++++ Data for processing
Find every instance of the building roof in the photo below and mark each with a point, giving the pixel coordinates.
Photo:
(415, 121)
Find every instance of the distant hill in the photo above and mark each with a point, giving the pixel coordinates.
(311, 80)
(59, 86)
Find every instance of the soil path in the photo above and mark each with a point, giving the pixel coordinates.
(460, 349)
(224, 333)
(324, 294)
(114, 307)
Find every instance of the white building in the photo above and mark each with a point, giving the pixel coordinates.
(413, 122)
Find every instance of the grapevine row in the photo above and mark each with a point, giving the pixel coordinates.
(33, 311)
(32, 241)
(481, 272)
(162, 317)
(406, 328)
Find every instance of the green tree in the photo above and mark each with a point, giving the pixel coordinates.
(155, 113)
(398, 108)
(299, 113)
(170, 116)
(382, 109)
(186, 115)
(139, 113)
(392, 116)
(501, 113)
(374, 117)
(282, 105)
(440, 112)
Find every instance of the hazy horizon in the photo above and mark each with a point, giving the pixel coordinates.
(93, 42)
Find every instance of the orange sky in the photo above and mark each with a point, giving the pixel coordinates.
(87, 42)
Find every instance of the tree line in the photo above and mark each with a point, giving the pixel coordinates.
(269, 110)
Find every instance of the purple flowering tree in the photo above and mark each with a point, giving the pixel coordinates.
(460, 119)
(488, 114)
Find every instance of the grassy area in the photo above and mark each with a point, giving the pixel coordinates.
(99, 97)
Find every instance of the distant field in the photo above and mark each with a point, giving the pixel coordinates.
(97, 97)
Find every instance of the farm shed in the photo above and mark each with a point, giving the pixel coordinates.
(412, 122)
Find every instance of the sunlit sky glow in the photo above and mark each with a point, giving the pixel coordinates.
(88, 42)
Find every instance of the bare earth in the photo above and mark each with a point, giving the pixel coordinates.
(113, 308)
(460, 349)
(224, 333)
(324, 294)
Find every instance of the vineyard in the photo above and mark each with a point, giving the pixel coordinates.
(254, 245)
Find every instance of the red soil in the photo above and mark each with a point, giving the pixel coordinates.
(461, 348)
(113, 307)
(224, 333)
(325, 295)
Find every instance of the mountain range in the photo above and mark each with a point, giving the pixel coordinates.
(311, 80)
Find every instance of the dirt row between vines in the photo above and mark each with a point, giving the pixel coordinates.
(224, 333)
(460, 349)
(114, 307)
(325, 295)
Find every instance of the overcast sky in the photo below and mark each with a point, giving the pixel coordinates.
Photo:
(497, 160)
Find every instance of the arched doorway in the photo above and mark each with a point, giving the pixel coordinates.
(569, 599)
++++++++
Written problem: Copy every one of the lines above word for word, keeping them in the same order.

Exercise response:
Find every instance of the building roof in the photo below and mark each with a point, giving the pixel coordinates.
Photo:
(415, 121)
Find every instance of the distant hill in the photo above and mark each with a point, giving the pixel coordinates.
(311, 80)
(59, 86)
Find every instance of the soil path in the photo above and mark each with a point, giving the pixel coordinates.
(460, 349)
(224, 333)
(324, 294)
(114, 307)
Find every instance of the white building in the photo above and mark each with a point, giving the pixel coordinates.
(413, 122)
Find every instance of the grapevine row in the photo above and mark each with a point, giving the pixel coordinates.
(33, 311)
(32, 241)
(481, 272)
(162, 317)
(406, 328)
Find every instance of the green tree in the photo above and mark each with a point, giving the pixel coordinates.
(155, 113)
(398, 108)
(299, 113)
(170, 116)
(382, 109)
(186, 115)
(139, 113)
(392, 116)
(501, 113)
(374, 117)
(282, 105)
(440, 112)
Find every instance of the hazy horizon in the photo above and mark each with a point, giving the pixel coordinates.
(93, 42)
Find every instance of the orange sky in the photo above and mark each with a point, giving the pixel coordinates.
(87, 42)
Find every instance of the tree line in the photo above and mark each with a point, giving the pixel coordinates.
(269, 110)
Find every instance of the purple flowering tree in the photo above and mark each with a point, giving the pixel coordinates.
(460, 119)
(488, 114)
Find every instance of the grassy area in the photo above and mark each with a point, giving the pixel coordinates.
(99, 97)
Find every instance of the distant field in the photo above and mark each with a point, giving the pixel coordinates.
(97, 97)
Find every instance of the farm shed in the photo above and mark each with a point, giving the pixel coordinates.
(412, 122)
Find every instance of the sunlit sky glow in the photo above and mark each with a point, giving the pixel coordinates.
(88, 42)
Find every instance of the bare earth in the photo above and mark each with a point, giving the pixel coordinates.
(113, 308)
(460, 349)
(224, 333)
(324, 294)
Find every instance of the vineyard in the photo above and mark each with a point, giving the pixel coordinates.
(254, 245)
Find every instance of the red soil in the photo above and mark each with a point, giving the pixel coordinates.
(461, 348)
(113, 307)
(224, 333)
(325, 295)
Find every instance of the mountain range in the photo above and mark each with a point, giving the pixel coordinates.
(311, 80)
Find every instance of the dirt row between vines in the photo above and mark each with a point, giving the pixel coordinates.
(224, 333)
(460, 349)
(114, 307)
(325, 295)
Find every instance of the overcast sky in the photo below and mark each with a point, giving the pixel coordinates.
Photo:
(497, 160)
Find every instance of the arched doorway in the photo above and mark each with a point, giving the pixel coordinates.
(569, 599)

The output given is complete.